▸ **How to complete this task**:
Emit only the lines from the line containing "positive clicks: (188, 70)" through the last line of the entries, unchanged.
[Records shown Boundary: Start]
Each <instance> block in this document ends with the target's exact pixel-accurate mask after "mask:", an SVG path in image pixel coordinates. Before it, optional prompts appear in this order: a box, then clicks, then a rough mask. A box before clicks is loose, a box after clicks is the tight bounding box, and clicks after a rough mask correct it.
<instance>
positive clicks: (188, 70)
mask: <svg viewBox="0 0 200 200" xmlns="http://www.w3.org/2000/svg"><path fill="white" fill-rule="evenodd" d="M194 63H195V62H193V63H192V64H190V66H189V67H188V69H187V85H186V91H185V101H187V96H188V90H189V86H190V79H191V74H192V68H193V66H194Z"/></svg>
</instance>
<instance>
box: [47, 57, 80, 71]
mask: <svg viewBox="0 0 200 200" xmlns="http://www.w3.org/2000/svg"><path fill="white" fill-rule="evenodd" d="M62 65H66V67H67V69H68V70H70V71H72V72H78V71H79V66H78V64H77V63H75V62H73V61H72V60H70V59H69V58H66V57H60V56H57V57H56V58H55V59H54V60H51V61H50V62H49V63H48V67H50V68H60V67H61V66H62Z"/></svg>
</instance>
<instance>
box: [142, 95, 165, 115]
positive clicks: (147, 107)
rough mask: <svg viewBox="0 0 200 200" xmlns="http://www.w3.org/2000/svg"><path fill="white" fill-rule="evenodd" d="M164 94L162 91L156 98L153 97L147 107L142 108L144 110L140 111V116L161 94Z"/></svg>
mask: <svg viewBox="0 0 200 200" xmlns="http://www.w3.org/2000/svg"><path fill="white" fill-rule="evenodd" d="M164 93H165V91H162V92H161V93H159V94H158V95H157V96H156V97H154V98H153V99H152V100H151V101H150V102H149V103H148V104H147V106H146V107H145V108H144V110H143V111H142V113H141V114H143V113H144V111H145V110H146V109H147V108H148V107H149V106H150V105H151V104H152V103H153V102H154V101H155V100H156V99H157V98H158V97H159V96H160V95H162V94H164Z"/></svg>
[Records shown Boundary: End]
▸ **Reply to the exercise**:
positive clicks: (188, 70)
mask: <svg viewBox="0 0 200 200" xmlns="http://www.w3.org/2000/svg"><path fill="white" fill-rule="evenodd" d="M194 63H195V62H193V63H192V64H190V66H189V67H188V69H187V85H186V91H185V101H187V96H188V90H189V86H190V79H191V74H192V68H193V66H194Z"/></svg>
</instance>
<instance>
box: [47, 57, 80, 71]
mask: <svg viewBox="0 0 200 200" xmlns="http://www.w3.org/2000/svg"><path fill="white" fill-rule="evenodd" d="M62 65H66V67H67V69H68V70H70V71H72V72H78V71H79V66H78V64H77V63H75V62H73V61H72V60H70V59H69V58H66V57H60V56H57V57H56V58H55V59H54V60H51V61H50V62H49V63H48V67H50V68H60V67H61V66H62Z"/></svg>
</instance>
<instance>
box: [142, 95, 165, 115]
positive clicks: (147, 107)
rough mask: <svg viewBox="0 0 200 200" xmlns="http://www.w3.org/2000/svg"><path fill="white" fill-rule="evenodd" d="M164 94L162 91L156 98L153 97L147 107L142 108L144 110L140 111V116L161 94Z"/></svg>
mask: <svg viewBox="0 0 200 200" xmlns="http://www.w3.org/2000/svg"><path fill="white" fill-rule="evenodd" d="M164 93H165V91H162V92H161V93H159V94H158V95H157V96H156V97H154V98H153V99H152V100H151V101H150V102H149V103H148V104H147V106H146V107H145V108H144V110H143V111H142V113H141V114H143V113H144V111H145V110H146V109H147V108H148V107H149V106H150V105H151V104H152V103H153V102H154V101H155V100H156V99H157V98H158V97H159V96H160V95H162V94H164Z"/></svg>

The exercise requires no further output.